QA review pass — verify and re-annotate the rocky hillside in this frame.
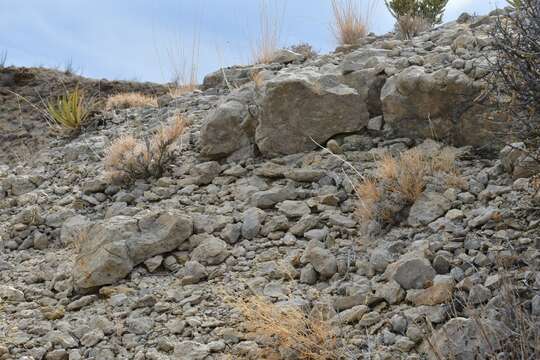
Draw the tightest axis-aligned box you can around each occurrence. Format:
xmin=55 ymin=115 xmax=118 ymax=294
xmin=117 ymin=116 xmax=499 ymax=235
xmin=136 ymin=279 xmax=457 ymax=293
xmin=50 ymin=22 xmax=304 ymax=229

= Given problem =
Turn every line of the rows above into a numbered list, skipping any blank lines and leaving out the picture.

= Correct answer =
1. QA review pass — verify and re-annotate the rocky hillside in this frame.
2. Draw the tightest axis-aligned box you can around each occurrence. Format:
3. xmin=55 ymin=115 xmax=118 ymax=294
4. xmin=117 ymin=116 xmax=499 ymax=235
5. xmin=136 ymin=279 xmax=457 ymax=293
6. xmin=50 ymin=22 xmax=304 ymax=229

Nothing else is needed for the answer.